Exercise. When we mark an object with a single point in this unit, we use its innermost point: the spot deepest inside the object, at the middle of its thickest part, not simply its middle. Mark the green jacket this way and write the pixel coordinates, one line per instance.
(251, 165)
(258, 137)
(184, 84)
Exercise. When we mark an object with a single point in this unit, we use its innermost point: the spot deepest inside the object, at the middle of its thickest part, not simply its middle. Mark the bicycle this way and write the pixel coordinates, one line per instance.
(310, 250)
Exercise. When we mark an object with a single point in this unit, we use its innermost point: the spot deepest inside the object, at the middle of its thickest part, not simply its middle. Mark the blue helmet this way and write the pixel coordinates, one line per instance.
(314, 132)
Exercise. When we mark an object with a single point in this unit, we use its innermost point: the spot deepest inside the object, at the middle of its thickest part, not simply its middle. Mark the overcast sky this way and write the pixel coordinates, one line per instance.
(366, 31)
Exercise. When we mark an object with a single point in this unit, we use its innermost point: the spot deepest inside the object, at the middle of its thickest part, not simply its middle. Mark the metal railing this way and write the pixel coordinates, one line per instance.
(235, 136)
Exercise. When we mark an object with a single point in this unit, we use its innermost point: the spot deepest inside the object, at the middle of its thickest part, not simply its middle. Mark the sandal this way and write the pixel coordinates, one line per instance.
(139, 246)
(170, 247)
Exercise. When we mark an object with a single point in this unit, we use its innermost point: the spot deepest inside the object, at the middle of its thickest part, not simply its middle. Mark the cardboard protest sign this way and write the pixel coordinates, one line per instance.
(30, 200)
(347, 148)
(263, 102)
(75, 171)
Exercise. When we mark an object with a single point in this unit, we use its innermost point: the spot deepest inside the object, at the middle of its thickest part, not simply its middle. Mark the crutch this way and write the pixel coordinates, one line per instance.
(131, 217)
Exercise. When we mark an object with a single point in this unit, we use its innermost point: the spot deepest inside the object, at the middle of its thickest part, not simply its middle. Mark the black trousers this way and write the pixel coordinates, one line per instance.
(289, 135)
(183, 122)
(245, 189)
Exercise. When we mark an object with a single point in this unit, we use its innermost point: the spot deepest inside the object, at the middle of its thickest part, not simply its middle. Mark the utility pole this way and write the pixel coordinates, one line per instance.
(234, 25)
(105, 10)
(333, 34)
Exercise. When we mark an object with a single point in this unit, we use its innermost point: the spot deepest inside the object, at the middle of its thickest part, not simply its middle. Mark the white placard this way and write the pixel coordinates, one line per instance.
++++++++
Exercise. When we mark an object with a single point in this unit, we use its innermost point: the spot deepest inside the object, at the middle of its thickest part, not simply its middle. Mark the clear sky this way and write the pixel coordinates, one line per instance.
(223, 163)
++++++++
EJERCICIO BREVE:
Cuenta cuántas líneas de las filas de arriba contienen la palabra "utility". Escribe solo el número.

RESPUESTA:
1